▶ [What you need to do]: Convert every line of the material below into a two-column Markdown table headed Row and Line. Give each line its row number and omit blank lines.

▶ [Provided data]:
┌──

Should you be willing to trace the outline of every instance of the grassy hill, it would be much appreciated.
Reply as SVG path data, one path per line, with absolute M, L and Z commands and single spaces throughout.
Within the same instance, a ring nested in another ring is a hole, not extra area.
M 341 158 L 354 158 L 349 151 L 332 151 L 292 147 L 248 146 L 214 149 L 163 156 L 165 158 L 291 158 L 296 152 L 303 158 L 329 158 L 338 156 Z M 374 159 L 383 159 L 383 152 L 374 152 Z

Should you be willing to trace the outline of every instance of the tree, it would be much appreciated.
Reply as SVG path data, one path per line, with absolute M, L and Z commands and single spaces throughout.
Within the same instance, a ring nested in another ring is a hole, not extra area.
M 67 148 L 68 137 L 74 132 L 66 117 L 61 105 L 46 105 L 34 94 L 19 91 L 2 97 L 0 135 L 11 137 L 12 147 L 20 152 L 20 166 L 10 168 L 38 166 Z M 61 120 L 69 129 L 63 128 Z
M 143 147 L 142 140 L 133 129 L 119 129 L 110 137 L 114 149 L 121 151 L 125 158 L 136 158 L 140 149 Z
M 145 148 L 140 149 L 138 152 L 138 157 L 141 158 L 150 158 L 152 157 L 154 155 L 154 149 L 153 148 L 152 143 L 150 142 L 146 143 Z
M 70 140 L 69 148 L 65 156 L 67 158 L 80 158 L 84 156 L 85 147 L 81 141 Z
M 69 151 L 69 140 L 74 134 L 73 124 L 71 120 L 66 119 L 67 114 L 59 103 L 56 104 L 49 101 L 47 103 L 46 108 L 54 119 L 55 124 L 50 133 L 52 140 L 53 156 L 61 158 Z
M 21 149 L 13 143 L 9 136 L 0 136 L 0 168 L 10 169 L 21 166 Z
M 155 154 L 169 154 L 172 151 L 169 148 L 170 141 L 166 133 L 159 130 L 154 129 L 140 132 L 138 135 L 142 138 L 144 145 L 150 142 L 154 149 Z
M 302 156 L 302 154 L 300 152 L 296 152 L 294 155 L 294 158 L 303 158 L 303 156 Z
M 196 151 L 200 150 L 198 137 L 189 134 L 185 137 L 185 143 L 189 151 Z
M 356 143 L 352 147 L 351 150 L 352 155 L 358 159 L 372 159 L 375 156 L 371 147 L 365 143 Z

└──

▶ [Complete answer]:
| Row | Line |
|---|---|
| 1 | Should you be willing to trace the outline of every instance of the grassy hill, it would be much appreciated. |
| 2 | Reply as SVG path data, one path per line, with absolute M, L and Z commands and single spaces throughout. |
| 3 | Within the same instance, a ring nested in another ring is a hole, not extra area. |
| 4 | M 341 158 L 354 158 L 349 151 L 332 151 L 292 147 L 248 146 L 214 149 L 163 156 L 165 158 L 291 158 L 296 152 L 303 158 L 329 158 L 338 156 Z M 374 159 L 383 159 L 383 152 L 374 152 Z |
| 5 | Should you be willing to trace the outline of every instance of the tree, it would be much appreciated. |
| 6 | Reply as SVG path data, one path per line, with absolute M, L and Z commands and single spaces throughout. |
| 7 | Within the same instance, a ring nested in another ring is a hole, not extra area. |
| 8 | M 67 148 L 68 137 L 74 132 L 66 117 L 61 105 L 46 105 L 34 94 L 19 91 L 2 97 L 0 135 L 11 137 L 12 147 L 20 152 L 20 166 L 10 168 L 38 166 Z M 61 120 L 69 129 L 63 128 Z |
| 9 | M 143 147 L 142 140 L 133 129 L 119 129 L 110 137 L 114 149 L 121 151 L 125 158 L 136 158 L 140 149 Z |
| 10 | M 145 148 L 140 149 L 138 152 L 138 157 L 141 158 L 150 158 L 152 157 L 154 155 L 154 149 L 153 148 L 152 143 L 150 142 L 146 143 Z |
| 11 | M 70 140 L 69 148 L 65 156 L 67 158 L 80 158 L 84 156 L 85 147 L 81 141 Z |
| 12 | M 69 151 L 69 140 L 74 134 L 73 124 L 71 120 L 66 119 L 67 114 L 59 103 L 56 104 L 49 101 L 47 103 L 46 108 L 54 119 L 55 124 L 50 133 L 52 140 L 53 156 L 61 158 Z |
| 13 | M 21 149 L 13 143 L 9 136 L 0 136 L 0 168 L 10 169 L 21 166 Z |
| 14 | M 155 154 L 169 154 L 172 151 L 169 148 L 170 141 L 166 133 L 159 130 L 154 129 L 140 132 L 138 135 L 142 138 L 144 145 L 150 142 L 154 149 Z |
| 15 | M 302 156 L 302 154 L 300 152 L 296 152 L 294 155 L 294 158 L 303 158 L 303 156 Z |
| 16 | M 196 151 L 200 150 L 198 137 L 189 134 L 185 137 L 185 143 L 189 151 Z |
| 17 | M 356 143 L 352 147 L 351 150 L 352 155 L 358 159 L 372 159 L 375 156 L 371 147 L 365 143 Z |